REQUEST A.
Copy the entries below word for word, starting at the line that contains "Annotation task — locate each instance of the guard" and ending with the final entry, with both of those lines included.

PASSAGE TO READ.
>> BEGIN

Wednesday, March 4, 2026

Review of Animal Farm by George Orwell

This book review was written by Eugene Kernes   

Book can be found in: 
Genre = Novel
Book Club Event = Book List (10/03/2026)


Watch Short Review

Excerpts

“”Man is the only creature that consumes without producing.  He does not give milk, he does not lay eggs, he is too weak to pull the plough, he cannot run fast enough to catch rabbits.  Yet he is lord of all the animals.  He sets them to work, he gives back to them the bare minimum that will prevent them from starving, and the rest he keeps for himself.  Our labour tills the soil, our dung fertilizes it, and yet there is not one of us that owns more than his bare skin.”” – George Orwell, Chapter 1, Page 8


“However, these stories were never fully believed.  Rumours of a wonderful farm, where the human beings had been turned out and the animals managed their own affairs, continued to circulate in vague and distorted forms, and throughout that year a wave of rebelliousness ran through the countryside.  Bulls which had always been tractable suddenly turned savage, sheep broke down hedges and devoured the clover, cows kicked the pail over, hunters refused their fences and shot their riders on to the other side.” – George Orwell, Chapter 4, Page 34


“All that year the animals worked like slaves.  But they were happy in their work; they grudged no effort or sacrifice, well aware that everything that they did was for the benefit of themselves and those of their kind who would come after them, and not for a pack of idle, thieving human beings.” – George Orwell, Chapter 6, Page 51


Review

Is This An Overview?

The animals of Manor Farm are the proletariat, the exploited workers.  What keeps them in oppression are humans, who do nothing but take, while ruling over the other animals.  Inspired by a speech of a future without exploitation, a future where animals are free and are equal, the animals prepare themselves for a revolution.  At an opportune moment, without planning, the animals take control of the farm, and turn the farm into Animal Farm.  Laws are distilled into Seven Commandments, that separate humans and other animals, meant to prevent animals from becoming like humans. 

 

Although equals, the pigs are recognized as the thinkers, who can manage Animal Farm.  But the other animals notice that the pigs get extra favors.  All is explained to be to the benefit of the animals, and that the pigs are the ones suffering.  One pig even manages to monopolies power, with other pigs submitting to the pig.  Gradually, the pigs distort the Commandments.  Little by little, the animals lose their rights, lose their freedoms.  Even as they think it’s for their benefit, even as their conditions become worse than under the reign of humans.  What happens to the animals of Animal Farm?

 

Caveats?

>> END

Point annotation entries:
>> BEGIN

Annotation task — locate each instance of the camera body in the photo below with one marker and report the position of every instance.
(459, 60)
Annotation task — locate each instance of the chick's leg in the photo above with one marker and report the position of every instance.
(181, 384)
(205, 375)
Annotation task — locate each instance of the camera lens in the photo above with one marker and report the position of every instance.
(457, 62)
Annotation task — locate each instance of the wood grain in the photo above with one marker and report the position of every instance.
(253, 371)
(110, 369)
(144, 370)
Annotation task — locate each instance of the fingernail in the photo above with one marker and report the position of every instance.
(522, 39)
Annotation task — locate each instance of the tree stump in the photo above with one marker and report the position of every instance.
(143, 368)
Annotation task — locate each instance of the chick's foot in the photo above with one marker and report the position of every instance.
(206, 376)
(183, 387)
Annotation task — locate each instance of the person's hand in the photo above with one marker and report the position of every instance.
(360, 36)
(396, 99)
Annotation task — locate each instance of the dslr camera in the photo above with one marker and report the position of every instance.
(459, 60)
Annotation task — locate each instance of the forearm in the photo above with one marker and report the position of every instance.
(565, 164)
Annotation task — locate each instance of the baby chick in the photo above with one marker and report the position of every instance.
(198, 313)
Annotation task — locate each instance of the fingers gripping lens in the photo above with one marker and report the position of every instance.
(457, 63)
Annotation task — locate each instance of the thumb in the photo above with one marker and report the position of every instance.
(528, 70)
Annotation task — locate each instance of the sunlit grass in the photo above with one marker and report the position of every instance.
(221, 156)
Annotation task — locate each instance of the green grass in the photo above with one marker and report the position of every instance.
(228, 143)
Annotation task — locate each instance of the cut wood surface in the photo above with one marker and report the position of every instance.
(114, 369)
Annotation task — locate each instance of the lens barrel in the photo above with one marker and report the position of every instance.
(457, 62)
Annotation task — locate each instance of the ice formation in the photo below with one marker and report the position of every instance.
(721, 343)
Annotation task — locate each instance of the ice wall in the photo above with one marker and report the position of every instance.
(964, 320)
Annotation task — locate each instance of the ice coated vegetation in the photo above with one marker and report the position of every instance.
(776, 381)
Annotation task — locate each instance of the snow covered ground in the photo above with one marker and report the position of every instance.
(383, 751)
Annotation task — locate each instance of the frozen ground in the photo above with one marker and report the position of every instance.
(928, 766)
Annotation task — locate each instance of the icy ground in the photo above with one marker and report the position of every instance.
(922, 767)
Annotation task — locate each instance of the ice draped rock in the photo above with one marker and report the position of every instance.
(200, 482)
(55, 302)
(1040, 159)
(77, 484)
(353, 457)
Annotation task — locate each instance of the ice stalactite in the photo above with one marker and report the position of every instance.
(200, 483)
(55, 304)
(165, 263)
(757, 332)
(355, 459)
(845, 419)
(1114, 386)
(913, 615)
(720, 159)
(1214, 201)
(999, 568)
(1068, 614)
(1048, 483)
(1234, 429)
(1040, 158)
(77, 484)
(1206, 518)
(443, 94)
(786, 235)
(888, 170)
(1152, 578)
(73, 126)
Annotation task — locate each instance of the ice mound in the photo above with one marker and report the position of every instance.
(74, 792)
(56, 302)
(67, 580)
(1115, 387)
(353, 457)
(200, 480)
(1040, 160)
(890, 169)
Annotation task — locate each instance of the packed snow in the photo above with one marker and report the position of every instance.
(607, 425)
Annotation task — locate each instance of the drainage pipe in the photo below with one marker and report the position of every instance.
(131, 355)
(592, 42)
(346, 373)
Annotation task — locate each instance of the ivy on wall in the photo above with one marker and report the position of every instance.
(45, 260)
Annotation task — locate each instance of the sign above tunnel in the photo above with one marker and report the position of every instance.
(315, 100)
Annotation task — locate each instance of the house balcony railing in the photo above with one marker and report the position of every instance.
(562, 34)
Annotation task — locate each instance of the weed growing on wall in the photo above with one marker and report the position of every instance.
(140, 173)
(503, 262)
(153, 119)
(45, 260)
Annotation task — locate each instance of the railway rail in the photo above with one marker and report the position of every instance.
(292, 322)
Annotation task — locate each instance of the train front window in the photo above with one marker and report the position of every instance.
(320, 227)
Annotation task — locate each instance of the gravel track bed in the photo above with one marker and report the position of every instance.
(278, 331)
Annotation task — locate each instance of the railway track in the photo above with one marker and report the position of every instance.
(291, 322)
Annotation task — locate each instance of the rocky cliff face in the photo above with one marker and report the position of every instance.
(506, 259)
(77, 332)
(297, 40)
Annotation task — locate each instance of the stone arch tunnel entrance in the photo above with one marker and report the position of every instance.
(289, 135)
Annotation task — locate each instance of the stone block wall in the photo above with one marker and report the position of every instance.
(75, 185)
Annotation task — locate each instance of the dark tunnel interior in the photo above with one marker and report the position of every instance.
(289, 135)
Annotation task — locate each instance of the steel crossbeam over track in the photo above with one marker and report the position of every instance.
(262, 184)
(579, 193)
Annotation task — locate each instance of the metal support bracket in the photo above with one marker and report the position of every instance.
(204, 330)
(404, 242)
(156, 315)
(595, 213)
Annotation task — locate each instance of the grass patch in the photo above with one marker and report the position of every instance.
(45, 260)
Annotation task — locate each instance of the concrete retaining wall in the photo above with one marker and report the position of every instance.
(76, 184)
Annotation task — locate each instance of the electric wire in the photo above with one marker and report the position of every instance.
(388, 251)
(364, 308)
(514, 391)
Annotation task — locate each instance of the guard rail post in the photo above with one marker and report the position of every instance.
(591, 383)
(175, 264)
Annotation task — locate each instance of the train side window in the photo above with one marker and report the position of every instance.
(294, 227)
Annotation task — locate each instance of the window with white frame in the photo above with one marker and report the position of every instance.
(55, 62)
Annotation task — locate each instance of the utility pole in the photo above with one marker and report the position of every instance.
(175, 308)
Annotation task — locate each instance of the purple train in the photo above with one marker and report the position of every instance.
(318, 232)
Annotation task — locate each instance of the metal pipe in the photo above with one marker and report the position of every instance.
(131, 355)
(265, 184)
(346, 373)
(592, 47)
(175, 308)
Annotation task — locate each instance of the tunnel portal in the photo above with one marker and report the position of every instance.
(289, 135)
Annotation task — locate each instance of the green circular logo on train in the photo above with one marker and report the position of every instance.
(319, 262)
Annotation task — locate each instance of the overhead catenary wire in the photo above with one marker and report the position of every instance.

>> END

REQUEST B.
Answer these questions about the Animal Farm review above:
(i) Which chapter and page are given for the excerpt saying the animals worked like slaves all that year?
(ii) Into what are the farm's laws distilled after the animals take control?
(iii) What genre is the book listed under?

OUTPUT A.
Annotation task — locate each instance of the guard rail post in the photo above with one marker and report the position of every instance.
(591, 383)
(175, 264)
Annotation task — locate each instance of the train side window in the photo above with one marker and report the position of every instance.
(294, 227)
Annotation task — locate each instance of the window with white frame in the photo above with one marker and report the position of every instance.
(55, 62)
Annotation task — locate each instance of the utility pole in the photo above with one marker and report the position of every instance.
(175, 308)
Annotation task — locate each instance of the purple train in the photo above with one marker and report the position of every instance.
(318, 232)
Annotation task — locate each instance of the metal pipe in the photo above with one marker and report the position of every instance.
(131, 355)
(265, 184)
(346, 373)
(592, 47)
(175, 308)
Annotation task — locate each instance of the tunnel portal in the photo above with one marker and report the position of every instance.
(289, 135)
Annotation task — locate each instance of the green circular logo on train in the photo above with one marker and report the position of every instance.
(319, 262)
Annotation task — locate each instance of the overhead catenary wire in the photo above with one marker and report the position of every instance.

OUTPUT B.
(i) Chapter 6, Page 51
(ii) Seven Commandments
(iii) Novel